Written task:
Word for word, restate every line of the material.

Dataset records:
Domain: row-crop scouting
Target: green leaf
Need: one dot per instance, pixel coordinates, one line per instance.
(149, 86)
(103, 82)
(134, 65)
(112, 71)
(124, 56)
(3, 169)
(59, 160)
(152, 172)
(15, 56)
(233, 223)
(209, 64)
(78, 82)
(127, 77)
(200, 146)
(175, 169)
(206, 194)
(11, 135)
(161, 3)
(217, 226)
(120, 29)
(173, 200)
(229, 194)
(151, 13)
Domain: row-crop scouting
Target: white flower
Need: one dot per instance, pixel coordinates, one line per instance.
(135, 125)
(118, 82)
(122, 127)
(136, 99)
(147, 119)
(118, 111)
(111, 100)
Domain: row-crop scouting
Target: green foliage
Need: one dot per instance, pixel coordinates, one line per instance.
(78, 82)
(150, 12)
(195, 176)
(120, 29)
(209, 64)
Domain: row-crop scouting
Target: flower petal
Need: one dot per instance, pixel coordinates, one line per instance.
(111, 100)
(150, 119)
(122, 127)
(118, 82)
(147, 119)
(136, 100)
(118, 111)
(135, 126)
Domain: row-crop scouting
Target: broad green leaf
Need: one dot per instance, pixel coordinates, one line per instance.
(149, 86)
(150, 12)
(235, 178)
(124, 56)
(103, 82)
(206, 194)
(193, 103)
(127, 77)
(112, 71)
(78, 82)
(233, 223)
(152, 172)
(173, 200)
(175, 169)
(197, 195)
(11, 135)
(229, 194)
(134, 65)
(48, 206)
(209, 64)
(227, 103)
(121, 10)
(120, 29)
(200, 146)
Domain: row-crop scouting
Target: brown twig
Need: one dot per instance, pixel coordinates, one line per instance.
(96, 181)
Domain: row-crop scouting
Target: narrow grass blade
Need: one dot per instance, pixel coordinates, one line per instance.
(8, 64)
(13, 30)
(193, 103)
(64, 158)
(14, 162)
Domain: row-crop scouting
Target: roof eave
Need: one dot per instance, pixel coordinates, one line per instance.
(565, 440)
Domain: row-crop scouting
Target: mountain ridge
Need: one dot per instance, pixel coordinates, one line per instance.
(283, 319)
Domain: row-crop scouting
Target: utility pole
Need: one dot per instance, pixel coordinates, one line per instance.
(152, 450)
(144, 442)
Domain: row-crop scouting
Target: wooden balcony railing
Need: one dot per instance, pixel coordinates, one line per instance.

Reply:
Domain: row-crop scouting
Target: green leaf
Need: one dot per instance, pixel coordinates, one line per instance.
(149, 86)
(103, 82)
(134, 65)
(112, 71)
(124, 56)
(3, 169)
(59, 160)
(152, 172)
(15, 56)
(233, 223)
(209, 64)
(78, 82)
(127, 77)
(200, 146)
(175, 169)
(206, 194)
(11, 135)
(161, 3)
(217, 226)
(120, 29)
(173, 200)
(229, 194)
(151, 13)
Domain: row-crop scouting
Target: white flower
Need: one dot per instance, pixel coordinates, one line per instance.
(135, 125)
(118, 82)
(122, 127)
(136, 99)
(147, 119)
(118, 111)
(111, 100)
Domain: row-crop scouting
Target: green foliage
Need: one dot per instance, pixel coordinates, one line per instance.
(78, 82)
(150, 12)
(195, 176)
(120, 29)
(209, 64)
Domain: row-crop scouting
Target: flower petal
Need: one dot per instance, pixel coordinates, one line per instance.
(111, 100)
(150, 119)
(122, 127)
(118, 82)
(147, 119)
(136, 100)
(118, 111)
(135, 126)
Domain: row-crop scouting
Target: broad green leaf
Need: one dot per instance, pixel coordinates, one line per instance.
(149, 86)
(150, 12)
(235, 178)
(124, 56)
(103, 82)
(206, 194)
(193, 103)
(127, 77)
(112, 71)
(78, 82)
(233, 223)
(152, 172)
(173, 200)
(175, 169)
(197, 195)
(11, 135)
(229, 194)
(134, 65)
(48, 206)
(209, 64)
(227, 103)
(121, 10)
(120, 29)
(200, 146)
Domain: row-crop scouting
Target: brown twig
Need: one dot per instance, pixel coordinates, one line per instance.
(96, 181)
Domain: row-crop scouting
Target: narrow grass blade
Need: one dot per instance, pixel coordinates, one line per instance.
(8, 64)
(13, 30)
(193, 103)
(64, 158)
(14, 162)
Domain: row-crop scouting
Target: roof eave
Need: one dot per instance, pixel coordinates, one line per instance.
(565, 440)
Domain: row-crop scouting
Target: mountain ridge
Need: one dot per instance, pixel coordinates, one line per instance.
(283, 319)
Domain: row-crop scouting
Target: utility pole
Need: one dot per instance, pixel coordinates, one line per instance.
(152, 450)
(144, 442)
Domain: row-crop scouting
Target: wooden balcony railing
Need: one dot per instance, pixel coordinates, one line per instance.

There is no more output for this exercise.